--- Begin Supplied data ---

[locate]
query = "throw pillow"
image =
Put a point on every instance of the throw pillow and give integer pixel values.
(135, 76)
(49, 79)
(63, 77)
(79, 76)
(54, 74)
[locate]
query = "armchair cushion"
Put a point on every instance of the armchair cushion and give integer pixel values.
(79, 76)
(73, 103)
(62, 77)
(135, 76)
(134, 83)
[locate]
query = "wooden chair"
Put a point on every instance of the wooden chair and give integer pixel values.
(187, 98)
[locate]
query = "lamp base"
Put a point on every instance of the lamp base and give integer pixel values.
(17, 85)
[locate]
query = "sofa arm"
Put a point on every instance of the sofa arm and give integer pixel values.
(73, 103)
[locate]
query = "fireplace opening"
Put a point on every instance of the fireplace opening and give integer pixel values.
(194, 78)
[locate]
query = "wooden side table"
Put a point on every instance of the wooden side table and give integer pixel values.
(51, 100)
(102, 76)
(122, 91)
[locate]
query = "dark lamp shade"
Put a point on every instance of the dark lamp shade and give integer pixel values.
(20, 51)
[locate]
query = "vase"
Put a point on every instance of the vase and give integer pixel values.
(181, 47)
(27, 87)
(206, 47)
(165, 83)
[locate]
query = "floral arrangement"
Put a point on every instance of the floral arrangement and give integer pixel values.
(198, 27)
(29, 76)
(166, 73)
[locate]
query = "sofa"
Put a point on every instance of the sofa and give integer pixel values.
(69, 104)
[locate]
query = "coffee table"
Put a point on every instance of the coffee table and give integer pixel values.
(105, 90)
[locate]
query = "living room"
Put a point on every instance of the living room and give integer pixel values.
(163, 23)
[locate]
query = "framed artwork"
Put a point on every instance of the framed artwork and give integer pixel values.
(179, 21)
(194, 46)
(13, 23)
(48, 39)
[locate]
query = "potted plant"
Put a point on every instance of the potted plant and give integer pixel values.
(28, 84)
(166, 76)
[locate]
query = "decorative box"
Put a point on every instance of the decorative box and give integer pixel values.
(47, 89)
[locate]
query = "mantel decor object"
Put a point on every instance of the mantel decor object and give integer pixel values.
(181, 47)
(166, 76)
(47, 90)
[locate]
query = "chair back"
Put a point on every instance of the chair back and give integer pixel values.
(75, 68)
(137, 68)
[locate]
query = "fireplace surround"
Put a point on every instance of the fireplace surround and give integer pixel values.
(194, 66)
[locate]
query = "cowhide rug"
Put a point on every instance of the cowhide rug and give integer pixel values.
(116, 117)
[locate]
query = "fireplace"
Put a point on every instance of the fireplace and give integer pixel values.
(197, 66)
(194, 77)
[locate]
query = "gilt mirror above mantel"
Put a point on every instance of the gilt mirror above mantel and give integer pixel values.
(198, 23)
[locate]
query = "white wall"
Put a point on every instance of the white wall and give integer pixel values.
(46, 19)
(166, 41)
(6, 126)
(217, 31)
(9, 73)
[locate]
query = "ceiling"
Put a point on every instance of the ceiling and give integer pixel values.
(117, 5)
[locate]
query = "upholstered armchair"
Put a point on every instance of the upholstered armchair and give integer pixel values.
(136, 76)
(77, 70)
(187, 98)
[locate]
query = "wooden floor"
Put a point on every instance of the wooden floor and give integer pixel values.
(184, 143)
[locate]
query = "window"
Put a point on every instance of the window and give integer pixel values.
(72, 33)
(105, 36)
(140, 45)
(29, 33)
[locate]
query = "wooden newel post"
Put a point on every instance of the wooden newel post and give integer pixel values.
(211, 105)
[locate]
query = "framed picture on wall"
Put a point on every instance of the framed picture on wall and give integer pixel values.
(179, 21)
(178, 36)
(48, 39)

--- End Supplied data ---

* _Instruction_
All the data must be duplicated exactly, with nothing added or removed.

* _Solution to the problem_
[locate]
query = "throw pillow"
image =
Put a point on every instance of the throw pillow and give integer pixel values.
(135, 76)
(49, 79)
(63, 77)
(79, 76)
(54, 74)
[locate]
query = "armchair cushion"
Put a point on every instance of the armchair cushion and give integer pixel values.
(79, 76)
(73, 103)
(62, 77)
(135, 76)
(134, 83)
[locate]
query = "wooden chair"
Put a point on every instance of the wooden chair and give integer pixel values.
(187, 98)
[locate]
query = "lamp base"
Put a point on every instance of the lamp base and give integer pixel values.
(17, 85)
[locate]
query = "sofa arm"
Put a point on every instance of the sofa arm and give integer pixel values.
(73, 103)
[locate]
query = "fireplace opening"
Put a point on every instance of the fireplace opening and give integer pixel values.
(194, 78)
[locate]
query = "wooden side table"
Put a point on every instance of the wooden side table and give integer pixel values.
(51, 100)
(102, 76)
(122, 91)
[locate]
query = "dark lamp shade"
Put a point on every instance of the dark lamp shade and give integer pixel values.
(20, 51)
[locate]
query = "vase"
Put a point on every instance of the vase and give integer pixel values.
(181, 47)
(27, 87)
(206, 47)
(165, 83)
[locate]
query = "floral arrangement"
Put a point on every instance of the floral arrangement and give integer pixel values.
(198, 27)
(29, 76)
(166, 73)
[locate]
query = "sofa"
Put a point on every instance of the sofa and give integer pixel values.
(69, 104)
[locate]
query = "coffee table"
Put a point on every instance of the coffee table and give integer pixel values.
(105, 90)
[locate]
query = "living room"
Put a point on every instance of the living room and give integer pixel values.
(163, 23)
[locate]
query = "framed artwork"
Put a point on every instance of the framed artwork and give integer pixel values.
(179, 21)
(194, 46)
(13, 23)
(48, 39)
[locate]
query = "potted plant"
Put a point on every instance of the potted plant and give integer pixel values.
(28, 84)
(166, 76)
[locate]
query = "decorative box"
Put a point on every instance of the decorative box and give integer pixel values.
(47, 89)
[locate]
query = "mantel decor object"
Put a point on every instance of the mantel decor object and give integer pixel values.
(181, 47)
(166, 76)
(47, 90)
[locate]
query = "chair back"
Put a point on every instance of the chair back and give integer pixel values.
(75, 68)
(137, 68)
[locate]
query = "fireplace surround"
Put a point on every instance of the fireplace surround and give integer pixel values.
(194, 66)
[locate]
query = "cowhide rug"
Put a point on every instance of the cowhide rug and give integer pixel values.
(116, 117)
[locate]
query = "fireplace"
Put a point on every instance of the fireplace and give integer pixel values.
(197, 66)
(194, 77)
[locate]
query = "gilt mirror above mantel"
Put a point on every instance of the gilt mirror above mantel and give integer pixel values.
(198, 23)
[locate]
query = "white wall"
Put a point on every instance of the white wall and give integer pixel values.
(46, 19)
(166, 41)
(6, 126)
(217, 31)
(9, 73)
[locate]
query = "ceiling"
Put a point on every instance of the ceiling and give integer pixel values.
(117, 5)
[locate]
query = "upholstered armchair"
Put a point on every instance of the upholstered armchair and give integer pixel values.
(136, 76)
(77, 70)
(187, 98)
[locate]
query = "wooden floor"
Put a point on every instance of the wooden floor and give integer pixel values.
(184, 143)
[locate]
query = "window"
Put a point on every instance of the window and give integer pixel values.
(72, 33)
(105, 36)
(140, 45)
(29, 33)
[locate]
query = "wooden newel post"
Put a point on every instance of the wooden newel post and give integer pixel values.
(211, 105)
[locate]
query = "framed picture on wall"
Put a point on every instance of the framed picture on wall and give integer pixel values.
(179, 21)
(178, 36)
(48, 39)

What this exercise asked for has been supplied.